Output every row from the one containing "Please help me out — the client would like the iridescent" down to the one containing "508 215 632 236", both included, copied character for character.

─── Entries

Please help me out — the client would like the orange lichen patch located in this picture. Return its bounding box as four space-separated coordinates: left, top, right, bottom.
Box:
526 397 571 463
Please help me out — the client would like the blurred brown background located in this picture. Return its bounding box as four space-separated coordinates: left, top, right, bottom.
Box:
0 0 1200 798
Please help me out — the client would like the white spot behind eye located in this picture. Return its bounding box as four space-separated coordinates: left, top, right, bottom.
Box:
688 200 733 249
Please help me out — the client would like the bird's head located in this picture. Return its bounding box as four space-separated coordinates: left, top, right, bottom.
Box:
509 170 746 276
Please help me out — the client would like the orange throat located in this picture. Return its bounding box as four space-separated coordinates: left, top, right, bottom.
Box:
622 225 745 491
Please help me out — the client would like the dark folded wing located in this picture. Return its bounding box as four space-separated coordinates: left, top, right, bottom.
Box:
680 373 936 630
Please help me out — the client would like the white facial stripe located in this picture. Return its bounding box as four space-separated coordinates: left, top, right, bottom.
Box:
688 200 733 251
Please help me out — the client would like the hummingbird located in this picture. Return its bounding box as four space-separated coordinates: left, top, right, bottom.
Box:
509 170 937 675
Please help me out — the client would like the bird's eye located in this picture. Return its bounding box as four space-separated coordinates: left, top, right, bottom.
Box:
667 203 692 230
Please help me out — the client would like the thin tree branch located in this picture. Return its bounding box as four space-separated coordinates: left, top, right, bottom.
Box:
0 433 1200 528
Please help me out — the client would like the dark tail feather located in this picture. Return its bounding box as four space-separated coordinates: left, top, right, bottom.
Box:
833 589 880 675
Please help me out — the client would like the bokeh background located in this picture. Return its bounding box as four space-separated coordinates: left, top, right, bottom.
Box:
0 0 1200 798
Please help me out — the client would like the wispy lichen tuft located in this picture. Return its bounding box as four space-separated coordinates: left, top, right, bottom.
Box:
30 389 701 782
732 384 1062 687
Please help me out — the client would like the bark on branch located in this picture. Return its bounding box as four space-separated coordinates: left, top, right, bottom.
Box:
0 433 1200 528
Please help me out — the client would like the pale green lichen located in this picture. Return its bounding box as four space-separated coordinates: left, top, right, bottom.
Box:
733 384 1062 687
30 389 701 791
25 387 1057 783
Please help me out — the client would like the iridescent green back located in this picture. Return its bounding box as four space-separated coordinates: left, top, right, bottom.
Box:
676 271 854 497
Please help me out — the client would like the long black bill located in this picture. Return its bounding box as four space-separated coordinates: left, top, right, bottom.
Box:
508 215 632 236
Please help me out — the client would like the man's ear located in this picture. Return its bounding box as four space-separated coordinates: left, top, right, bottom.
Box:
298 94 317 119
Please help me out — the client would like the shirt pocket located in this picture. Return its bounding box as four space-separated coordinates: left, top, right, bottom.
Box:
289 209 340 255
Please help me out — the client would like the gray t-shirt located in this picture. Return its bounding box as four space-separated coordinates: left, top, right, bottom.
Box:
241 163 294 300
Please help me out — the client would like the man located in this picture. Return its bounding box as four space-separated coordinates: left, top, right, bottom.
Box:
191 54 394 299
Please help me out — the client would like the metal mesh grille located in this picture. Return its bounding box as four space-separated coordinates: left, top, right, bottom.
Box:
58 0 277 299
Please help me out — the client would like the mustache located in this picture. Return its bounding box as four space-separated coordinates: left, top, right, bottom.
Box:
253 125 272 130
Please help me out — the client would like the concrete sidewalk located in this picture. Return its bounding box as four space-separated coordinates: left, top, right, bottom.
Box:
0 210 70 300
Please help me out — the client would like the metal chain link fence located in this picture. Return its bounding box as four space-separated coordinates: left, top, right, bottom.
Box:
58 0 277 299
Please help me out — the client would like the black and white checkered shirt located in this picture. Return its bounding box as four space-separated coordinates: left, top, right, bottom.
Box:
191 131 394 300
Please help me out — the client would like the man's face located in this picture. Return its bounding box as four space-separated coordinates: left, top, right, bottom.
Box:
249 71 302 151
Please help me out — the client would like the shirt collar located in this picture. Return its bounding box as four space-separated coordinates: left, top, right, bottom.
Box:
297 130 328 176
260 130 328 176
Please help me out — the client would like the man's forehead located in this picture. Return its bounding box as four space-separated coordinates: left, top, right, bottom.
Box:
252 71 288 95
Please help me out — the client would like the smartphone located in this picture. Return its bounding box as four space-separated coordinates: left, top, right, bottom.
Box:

──────

Task response:
Please help me out — the client would like the iridescent green back located in this picture. Return its bounding box as four space-separated coordinates: left, top, right, bottom.
Box:
676 271 854 497
Please help me out — the client would like the long black bill located in this picture. Return its bounding box as four space-separated coordinates: left, top, right, bottom.
Box:
508 215 632 236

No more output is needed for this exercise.